DATA FOR THE TASK START
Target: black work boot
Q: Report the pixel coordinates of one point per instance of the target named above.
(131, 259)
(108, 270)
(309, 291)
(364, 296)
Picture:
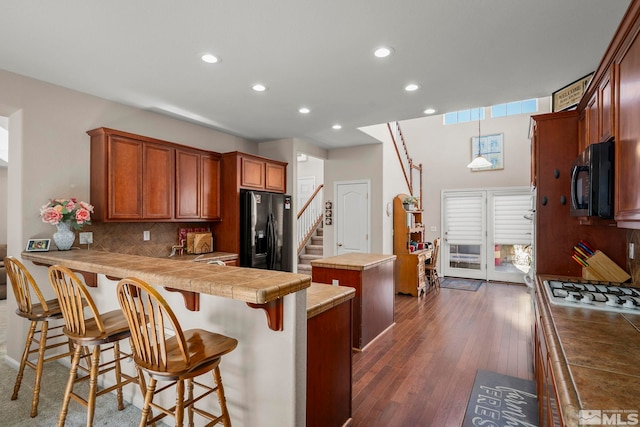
DATA FOR THE TASK END
**WORK TO BE COMPLETED:** Retype the records exactly. Any image in them should not appear in what you write.

**RESPONSE BELOW:**
Target: black work boot
Q: Report the pixel coordinates of one point per instance of the target named above.
(131, 259)
(108, 270)
(309, 291)
(364, 296)
Picture:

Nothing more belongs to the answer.